** Start Provided data **

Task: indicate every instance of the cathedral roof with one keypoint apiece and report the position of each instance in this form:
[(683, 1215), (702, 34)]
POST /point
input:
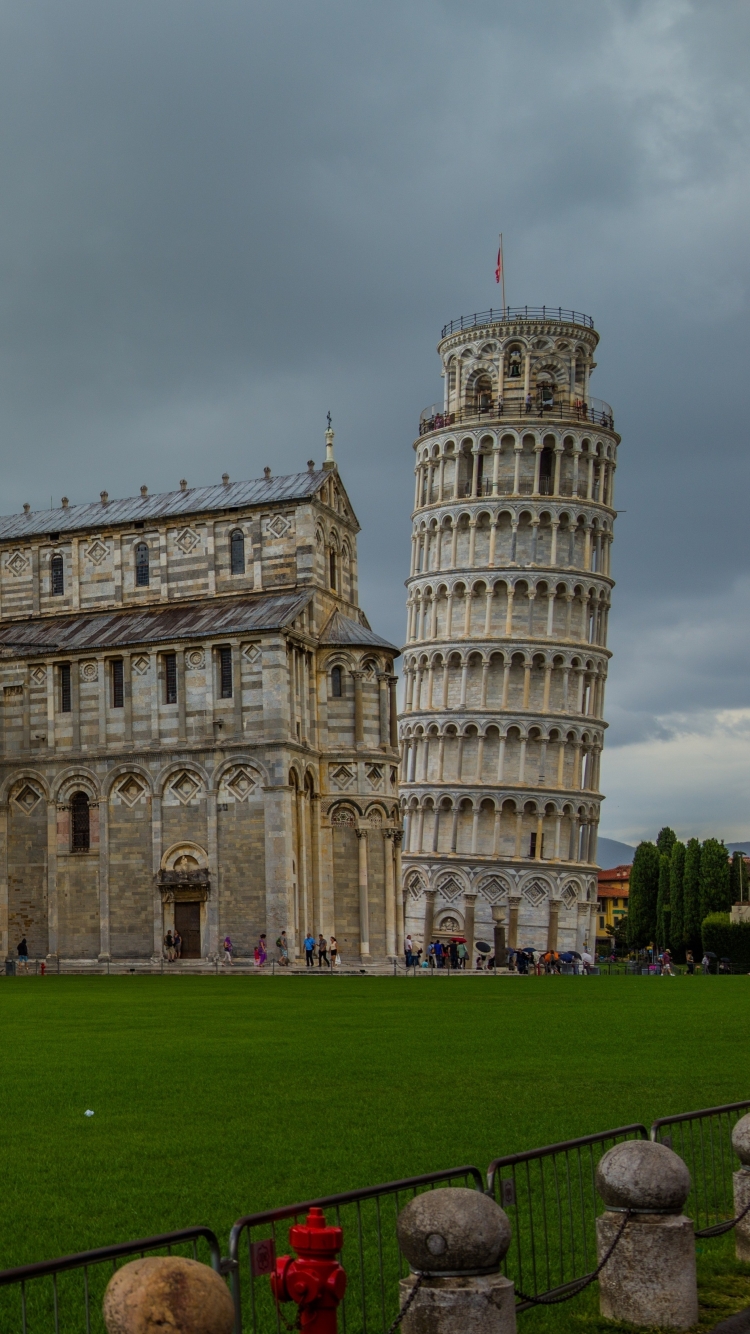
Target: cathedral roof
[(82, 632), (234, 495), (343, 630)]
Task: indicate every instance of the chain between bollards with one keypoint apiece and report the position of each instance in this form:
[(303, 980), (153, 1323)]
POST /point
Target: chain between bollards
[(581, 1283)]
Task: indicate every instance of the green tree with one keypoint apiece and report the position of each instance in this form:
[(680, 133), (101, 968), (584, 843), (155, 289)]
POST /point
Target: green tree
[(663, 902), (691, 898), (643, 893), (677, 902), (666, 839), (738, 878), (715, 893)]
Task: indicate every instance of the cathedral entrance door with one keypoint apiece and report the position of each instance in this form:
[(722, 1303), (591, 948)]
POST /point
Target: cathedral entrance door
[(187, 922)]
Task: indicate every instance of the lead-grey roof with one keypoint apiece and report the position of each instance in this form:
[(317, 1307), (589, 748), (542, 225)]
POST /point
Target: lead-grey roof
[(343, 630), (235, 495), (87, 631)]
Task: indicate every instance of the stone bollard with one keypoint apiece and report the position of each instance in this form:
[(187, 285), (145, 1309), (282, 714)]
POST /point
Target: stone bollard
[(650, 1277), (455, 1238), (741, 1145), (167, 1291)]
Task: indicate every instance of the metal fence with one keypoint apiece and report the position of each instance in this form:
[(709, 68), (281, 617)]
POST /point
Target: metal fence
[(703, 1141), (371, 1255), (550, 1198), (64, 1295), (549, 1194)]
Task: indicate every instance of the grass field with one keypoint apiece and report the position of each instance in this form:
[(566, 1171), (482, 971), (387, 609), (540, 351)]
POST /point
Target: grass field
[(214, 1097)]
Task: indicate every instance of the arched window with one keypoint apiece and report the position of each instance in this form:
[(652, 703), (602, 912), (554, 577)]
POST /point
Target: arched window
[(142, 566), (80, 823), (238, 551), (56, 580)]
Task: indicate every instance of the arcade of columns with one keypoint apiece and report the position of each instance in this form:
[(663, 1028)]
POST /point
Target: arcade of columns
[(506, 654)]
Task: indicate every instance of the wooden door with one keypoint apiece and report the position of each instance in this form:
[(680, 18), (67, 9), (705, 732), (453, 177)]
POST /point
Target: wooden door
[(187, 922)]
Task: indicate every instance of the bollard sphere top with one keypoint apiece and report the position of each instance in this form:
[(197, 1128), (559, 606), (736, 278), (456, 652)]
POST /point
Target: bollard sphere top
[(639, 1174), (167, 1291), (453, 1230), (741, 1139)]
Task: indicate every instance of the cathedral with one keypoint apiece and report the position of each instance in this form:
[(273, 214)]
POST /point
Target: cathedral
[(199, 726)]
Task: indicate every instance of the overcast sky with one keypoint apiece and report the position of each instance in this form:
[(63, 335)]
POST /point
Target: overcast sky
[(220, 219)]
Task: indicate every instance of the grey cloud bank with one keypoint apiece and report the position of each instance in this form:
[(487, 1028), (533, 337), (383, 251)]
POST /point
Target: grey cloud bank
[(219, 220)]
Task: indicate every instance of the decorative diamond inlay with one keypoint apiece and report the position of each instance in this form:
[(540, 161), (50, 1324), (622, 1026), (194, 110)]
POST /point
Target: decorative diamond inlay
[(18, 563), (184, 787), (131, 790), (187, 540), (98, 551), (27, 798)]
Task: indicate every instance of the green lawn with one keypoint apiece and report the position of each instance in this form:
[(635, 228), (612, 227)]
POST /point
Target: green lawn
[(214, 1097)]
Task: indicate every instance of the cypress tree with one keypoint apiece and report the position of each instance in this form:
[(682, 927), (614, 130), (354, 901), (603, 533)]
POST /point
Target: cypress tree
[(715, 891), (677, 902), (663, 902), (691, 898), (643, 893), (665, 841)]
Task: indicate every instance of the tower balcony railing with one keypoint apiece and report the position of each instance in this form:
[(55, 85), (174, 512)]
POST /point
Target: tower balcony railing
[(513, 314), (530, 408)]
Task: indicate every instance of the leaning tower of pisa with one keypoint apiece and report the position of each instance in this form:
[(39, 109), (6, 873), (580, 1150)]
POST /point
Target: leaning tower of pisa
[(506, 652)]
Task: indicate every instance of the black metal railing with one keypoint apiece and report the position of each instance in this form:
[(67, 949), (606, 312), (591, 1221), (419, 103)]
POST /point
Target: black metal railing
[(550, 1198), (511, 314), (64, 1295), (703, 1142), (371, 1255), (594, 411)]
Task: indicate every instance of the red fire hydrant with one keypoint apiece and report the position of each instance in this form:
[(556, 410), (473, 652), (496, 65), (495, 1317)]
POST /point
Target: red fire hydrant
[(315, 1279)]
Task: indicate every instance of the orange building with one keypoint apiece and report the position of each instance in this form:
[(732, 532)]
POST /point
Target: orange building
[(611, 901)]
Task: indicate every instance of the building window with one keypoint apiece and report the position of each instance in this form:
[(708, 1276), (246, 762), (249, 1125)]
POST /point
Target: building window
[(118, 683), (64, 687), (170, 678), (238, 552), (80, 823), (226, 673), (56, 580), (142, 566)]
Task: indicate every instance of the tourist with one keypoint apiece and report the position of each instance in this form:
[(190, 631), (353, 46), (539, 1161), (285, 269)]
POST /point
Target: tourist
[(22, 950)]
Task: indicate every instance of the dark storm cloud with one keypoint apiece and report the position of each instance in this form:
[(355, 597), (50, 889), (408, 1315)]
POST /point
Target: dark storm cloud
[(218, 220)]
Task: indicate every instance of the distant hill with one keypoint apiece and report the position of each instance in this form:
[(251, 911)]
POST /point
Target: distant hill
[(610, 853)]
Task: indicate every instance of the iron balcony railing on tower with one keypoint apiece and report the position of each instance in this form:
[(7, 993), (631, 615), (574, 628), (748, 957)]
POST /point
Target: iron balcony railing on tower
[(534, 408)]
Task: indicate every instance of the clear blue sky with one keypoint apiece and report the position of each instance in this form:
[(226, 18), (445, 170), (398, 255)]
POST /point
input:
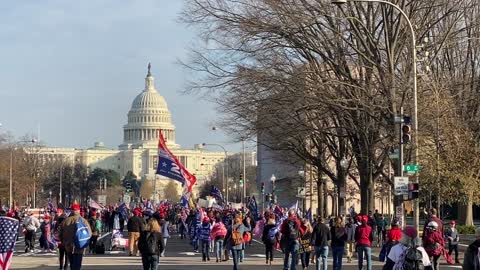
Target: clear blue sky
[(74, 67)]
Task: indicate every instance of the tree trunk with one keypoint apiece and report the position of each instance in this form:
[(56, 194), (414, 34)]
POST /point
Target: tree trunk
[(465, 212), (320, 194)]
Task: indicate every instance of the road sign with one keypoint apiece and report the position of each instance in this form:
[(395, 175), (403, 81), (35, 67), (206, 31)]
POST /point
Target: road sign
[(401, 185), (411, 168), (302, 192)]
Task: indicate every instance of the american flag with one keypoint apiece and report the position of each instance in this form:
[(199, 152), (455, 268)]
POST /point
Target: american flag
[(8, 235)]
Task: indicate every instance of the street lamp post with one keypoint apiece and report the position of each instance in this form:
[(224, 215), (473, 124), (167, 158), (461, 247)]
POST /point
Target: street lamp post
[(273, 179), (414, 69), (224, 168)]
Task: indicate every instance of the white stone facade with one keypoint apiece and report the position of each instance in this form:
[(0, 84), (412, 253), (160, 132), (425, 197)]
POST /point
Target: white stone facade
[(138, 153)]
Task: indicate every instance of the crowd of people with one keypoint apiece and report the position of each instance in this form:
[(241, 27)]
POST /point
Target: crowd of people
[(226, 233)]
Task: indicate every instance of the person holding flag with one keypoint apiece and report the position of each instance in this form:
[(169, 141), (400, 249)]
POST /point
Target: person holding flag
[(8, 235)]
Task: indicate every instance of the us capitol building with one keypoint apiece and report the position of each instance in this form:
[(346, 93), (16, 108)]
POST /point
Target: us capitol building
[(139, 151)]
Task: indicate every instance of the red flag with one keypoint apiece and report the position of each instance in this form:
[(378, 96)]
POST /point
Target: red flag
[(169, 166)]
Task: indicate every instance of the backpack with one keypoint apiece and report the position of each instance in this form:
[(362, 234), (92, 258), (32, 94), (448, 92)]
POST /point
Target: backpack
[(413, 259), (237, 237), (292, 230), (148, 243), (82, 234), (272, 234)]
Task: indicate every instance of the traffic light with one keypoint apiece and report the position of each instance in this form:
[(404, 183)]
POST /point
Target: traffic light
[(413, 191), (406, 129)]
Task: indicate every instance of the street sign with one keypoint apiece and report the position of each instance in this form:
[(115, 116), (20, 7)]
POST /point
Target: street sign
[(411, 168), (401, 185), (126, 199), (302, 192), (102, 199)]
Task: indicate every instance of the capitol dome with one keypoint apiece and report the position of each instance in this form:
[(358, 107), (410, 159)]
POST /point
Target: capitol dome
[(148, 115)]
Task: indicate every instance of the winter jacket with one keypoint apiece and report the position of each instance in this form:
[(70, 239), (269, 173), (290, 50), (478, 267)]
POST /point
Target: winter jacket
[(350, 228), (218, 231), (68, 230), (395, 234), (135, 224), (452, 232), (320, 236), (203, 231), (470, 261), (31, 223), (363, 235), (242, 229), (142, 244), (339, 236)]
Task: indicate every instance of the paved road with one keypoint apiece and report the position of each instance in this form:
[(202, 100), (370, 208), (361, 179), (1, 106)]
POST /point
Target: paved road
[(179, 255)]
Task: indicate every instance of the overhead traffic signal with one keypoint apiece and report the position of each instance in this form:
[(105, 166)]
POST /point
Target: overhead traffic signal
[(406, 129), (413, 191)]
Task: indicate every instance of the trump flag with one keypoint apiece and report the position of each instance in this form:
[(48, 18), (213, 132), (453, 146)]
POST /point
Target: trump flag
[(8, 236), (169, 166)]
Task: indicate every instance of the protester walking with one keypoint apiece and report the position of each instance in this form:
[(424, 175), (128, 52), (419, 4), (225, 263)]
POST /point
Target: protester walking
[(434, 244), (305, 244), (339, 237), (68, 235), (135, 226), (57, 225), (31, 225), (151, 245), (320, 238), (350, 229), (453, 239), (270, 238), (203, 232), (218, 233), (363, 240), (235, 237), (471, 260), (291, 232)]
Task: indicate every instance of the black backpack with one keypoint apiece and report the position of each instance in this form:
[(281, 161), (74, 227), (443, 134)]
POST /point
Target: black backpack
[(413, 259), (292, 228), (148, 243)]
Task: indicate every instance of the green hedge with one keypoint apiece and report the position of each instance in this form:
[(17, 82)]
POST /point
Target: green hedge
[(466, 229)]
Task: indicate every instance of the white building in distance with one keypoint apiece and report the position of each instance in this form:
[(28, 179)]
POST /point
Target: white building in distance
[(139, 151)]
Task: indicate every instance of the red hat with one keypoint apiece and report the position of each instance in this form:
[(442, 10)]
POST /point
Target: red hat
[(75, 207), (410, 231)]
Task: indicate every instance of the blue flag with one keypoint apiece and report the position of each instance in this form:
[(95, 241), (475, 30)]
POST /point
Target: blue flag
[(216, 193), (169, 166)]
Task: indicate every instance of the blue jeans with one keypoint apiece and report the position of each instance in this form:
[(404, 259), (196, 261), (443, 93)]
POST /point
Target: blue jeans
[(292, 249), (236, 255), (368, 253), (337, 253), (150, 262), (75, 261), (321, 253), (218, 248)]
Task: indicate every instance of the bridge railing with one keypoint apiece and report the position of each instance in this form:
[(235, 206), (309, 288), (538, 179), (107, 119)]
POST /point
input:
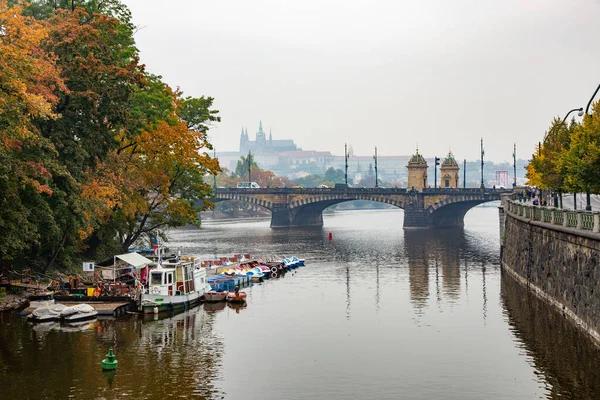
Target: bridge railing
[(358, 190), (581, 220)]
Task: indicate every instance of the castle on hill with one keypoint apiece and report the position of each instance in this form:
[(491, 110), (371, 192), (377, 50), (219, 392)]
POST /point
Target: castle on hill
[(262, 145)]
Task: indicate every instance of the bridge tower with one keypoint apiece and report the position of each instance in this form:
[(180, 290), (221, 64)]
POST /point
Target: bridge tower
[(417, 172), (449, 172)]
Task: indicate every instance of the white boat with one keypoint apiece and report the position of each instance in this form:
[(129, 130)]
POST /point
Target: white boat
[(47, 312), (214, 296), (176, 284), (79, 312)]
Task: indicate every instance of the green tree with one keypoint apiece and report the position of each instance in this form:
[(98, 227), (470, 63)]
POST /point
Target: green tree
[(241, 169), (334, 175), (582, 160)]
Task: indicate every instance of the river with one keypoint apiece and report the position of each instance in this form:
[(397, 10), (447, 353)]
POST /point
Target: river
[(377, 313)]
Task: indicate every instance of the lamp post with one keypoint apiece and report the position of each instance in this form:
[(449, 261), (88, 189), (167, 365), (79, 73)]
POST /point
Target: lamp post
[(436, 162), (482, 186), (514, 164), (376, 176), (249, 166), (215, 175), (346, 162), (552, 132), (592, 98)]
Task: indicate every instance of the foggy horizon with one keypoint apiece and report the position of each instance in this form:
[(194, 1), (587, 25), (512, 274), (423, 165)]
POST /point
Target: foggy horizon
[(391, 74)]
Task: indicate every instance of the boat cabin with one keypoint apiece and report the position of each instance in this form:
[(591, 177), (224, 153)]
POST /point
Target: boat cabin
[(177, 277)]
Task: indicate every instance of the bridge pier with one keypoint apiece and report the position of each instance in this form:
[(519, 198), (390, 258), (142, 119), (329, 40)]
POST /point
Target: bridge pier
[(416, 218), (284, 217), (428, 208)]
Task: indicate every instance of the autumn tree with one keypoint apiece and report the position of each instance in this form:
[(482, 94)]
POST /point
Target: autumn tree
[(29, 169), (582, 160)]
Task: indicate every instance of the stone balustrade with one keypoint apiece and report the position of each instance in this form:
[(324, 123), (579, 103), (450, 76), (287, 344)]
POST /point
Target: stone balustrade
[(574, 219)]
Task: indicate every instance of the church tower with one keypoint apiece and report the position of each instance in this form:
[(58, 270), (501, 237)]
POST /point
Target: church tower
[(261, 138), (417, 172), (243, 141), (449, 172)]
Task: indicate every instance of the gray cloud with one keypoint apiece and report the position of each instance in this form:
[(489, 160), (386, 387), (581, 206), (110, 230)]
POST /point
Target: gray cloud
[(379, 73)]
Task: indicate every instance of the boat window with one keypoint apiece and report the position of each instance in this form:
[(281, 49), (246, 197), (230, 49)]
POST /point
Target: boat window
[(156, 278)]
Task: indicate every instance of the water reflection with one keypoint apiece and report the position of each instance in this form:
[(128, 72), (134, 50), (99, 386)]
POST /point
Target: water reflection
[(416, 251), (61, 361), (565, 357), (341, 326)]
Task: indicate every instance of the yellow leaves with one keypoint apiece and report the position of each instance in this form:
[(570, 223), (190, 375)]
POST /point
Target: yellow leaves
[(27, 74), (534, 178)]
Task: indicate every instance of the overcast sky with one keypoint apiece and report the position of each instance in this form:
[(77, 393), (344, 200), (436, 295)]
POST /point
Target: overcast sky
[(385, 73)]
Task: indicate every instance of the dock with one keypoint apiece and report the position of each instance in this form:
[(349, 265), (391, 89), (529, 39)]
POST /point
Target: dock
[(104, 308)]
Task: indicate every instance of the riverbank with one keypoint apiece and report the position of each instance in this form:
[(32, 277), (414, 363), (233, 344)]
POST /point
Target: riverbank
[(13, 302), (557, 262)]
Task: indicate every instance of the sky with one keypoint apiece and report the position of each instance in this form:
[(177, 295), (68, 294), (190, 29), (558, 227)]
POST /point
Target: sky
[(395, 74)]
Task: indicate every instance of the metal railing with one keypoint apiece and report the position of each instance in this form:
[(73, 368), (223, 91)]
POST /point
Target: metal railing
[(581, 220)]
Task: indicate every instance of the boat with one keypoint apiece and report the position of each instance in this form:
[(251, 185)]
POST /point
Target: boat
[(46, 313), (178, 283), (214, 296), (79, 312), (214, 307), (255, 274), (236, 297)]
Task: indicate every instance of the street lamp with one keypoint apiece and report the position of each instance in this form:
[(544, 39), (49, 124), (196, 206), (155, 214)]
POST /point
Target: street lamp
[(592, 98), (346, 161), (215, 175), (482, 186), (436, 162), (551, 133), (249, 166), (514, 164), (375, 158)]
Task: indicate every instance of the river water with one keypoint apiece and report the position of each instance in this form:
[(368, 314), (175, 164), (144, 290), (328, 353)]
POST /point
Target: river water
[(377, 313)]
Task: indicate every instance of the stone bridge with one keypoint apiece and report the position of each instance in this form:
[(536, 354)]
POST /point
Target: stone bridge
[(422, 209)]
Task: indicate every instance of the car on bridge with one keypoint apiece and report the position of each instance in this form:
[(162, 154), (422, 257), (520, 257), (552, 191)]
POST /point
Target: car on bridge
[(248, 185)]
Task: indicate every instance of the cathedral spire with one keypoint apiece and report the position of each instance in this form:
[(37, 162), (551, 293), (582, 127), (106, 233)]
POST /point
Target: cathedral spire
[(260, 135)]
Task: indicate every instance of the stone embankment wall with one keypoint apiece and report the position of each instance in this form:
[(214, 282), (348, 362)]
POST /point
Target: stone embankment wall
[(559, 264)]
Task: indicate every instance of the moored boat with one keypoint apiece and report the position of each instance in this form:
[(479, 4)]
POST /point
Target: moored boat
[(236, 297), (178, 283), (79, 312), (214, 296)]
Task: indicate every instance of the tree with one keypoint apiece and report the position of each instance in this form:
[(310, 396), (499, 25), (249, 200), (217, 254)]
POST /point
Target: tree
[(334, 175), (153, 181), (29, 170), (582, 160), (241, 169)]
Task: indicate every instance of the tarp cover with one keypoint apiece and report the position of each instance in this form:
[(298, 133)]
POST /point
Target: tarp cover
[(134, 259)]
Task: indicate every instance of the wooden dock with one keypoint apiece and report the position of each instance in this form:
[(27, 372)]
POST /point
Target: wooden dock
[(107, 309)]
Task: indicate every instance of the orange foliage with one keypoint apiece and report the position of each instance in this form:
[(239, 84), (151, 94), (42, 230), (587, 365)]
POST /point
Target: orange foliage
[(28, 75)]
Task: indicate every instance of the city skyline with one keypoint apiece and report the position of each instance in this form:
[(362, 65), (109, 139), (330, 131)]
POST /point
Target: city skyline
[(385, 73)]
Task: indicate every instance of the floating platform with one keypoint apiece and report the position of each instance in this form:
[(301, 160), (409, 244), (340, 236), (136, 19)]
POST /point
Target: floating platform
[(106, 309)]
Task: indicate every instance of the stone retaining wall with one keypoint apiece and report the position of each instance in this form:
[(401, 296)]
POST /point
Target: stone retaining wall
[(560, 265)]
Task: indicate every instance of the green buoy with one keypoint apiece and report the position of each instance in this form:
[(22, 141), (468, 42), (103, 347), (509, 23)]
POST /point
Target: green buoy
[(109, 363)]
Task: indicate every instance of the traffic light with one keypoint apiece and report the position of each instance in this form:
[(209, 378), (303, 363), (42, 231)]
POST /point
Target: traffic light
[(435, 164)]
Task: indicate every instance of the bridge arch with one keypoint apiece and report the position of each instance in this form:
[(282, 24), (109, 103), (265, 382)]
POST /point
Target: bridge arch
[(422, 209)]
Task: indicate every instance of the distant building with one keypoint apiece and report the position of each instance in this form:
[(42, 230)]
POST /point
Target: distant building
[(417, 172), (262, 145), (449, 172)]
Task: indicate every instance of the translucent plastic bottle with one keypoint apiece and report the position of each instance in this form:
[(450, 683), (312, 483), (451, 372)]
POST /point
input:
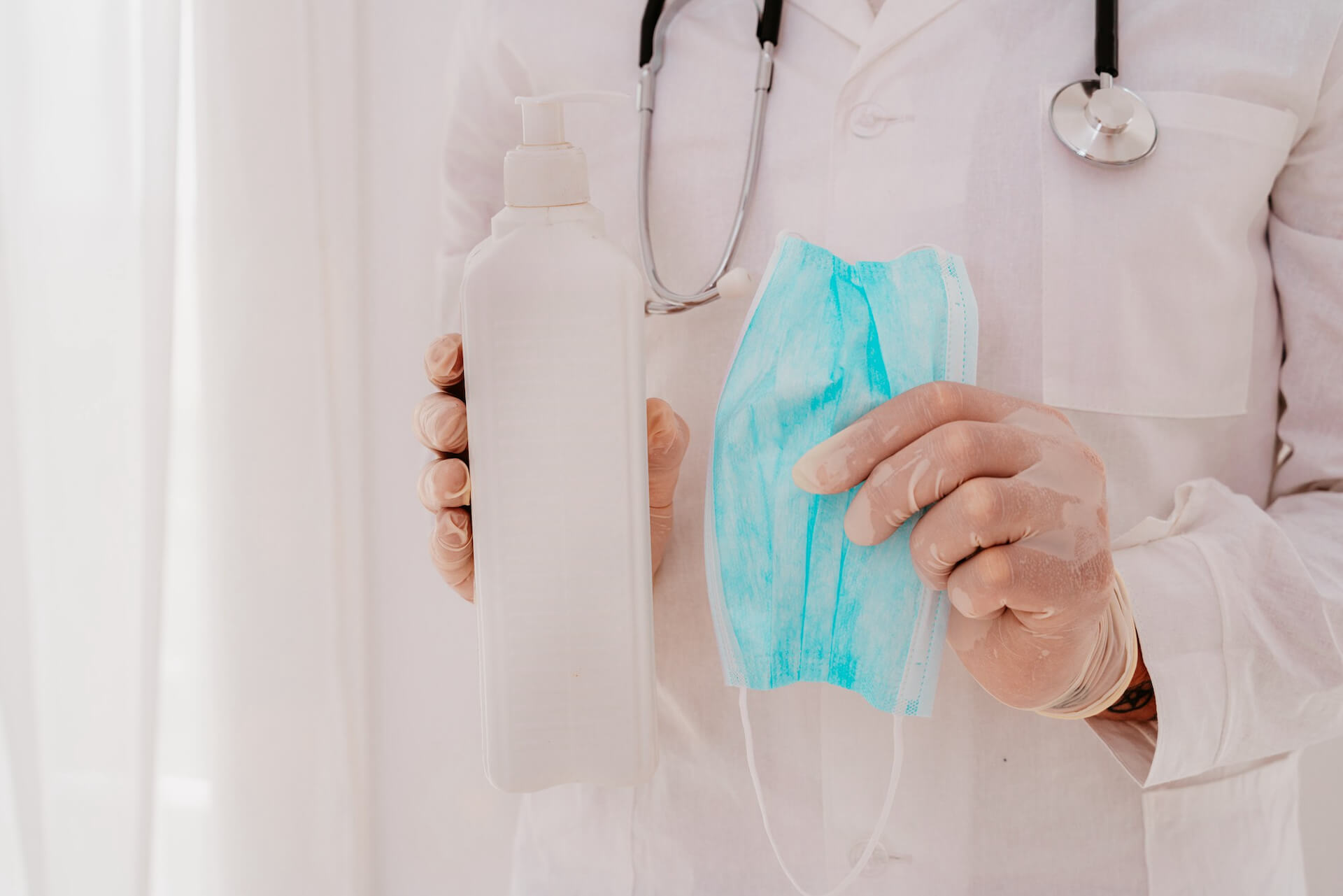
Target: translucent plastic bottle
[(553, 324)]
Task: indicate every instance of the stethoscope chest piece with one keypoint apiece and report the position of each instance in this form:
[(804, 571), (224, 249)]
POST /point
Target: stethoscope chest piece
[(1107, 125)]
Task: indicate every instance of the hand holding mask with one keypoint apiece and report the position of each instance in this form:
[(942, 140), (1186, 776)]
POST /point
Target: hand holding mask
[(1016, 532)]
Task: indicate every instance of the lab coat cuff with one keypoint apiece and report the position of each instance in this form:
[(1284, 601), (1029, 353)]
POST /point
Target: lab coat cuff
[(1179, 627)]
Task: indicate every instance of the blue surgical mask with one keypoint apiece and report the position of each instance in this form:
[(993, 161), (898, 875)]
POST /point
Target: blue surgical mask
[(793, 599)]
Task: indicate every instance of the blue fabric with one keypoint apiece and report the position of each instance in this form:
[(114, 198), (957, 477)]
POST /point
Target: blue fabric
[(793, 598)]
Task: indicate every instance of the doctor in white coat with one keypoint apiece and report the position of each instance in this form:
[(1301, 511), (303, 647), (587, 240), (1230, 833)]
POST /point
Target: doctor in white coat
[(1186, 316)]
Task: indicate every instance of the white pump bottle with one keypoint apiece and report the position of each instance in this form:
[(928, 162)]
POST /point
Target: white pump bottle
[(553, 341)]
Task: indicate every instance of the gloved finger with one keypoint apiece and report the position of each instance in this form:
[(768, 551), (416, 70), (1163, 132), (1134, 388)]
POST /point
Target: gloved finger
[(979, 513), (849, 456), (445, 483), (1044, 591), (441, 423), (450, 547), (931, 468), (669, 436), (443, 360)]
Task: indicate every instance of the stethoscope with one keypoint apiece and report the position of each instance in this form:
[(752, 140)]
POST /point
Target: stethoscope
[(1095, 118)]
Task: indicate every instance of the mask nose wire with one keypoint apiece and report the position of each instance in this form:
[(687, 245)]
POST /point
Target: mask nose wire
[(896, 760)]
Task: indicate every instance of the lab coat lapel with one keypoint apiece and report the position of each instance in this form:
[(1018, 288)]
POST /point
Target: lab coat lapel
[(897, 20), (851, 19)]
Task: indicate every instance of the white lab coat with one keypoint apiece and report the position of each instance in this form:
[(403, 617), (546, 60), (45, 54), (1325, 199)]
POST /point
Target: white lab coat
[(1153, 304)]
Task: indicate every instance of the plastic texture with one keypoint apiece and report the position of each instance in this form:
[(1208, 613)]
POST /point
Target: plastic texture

** End Provided data **

Reproduce the lines above without any change, beginning at the line that contains "Task: indicate every instance of the dark" and ending after the line that contains "[(610, 853)]".

Task: indicate every instance of the dark storm cloud with one keypoint apiece and report the position of each instance in this form:
[(355, 597), (50, 889), (408, 1315)]
POST /point
Target: dark storm cloud
[(218, 220)]
Task: indicate every instance of the distant hill with one keypoint apiece and report the position of each instance in this form:
[(251, 911)]
POST /point
Target: distant hill
[(610, 853)]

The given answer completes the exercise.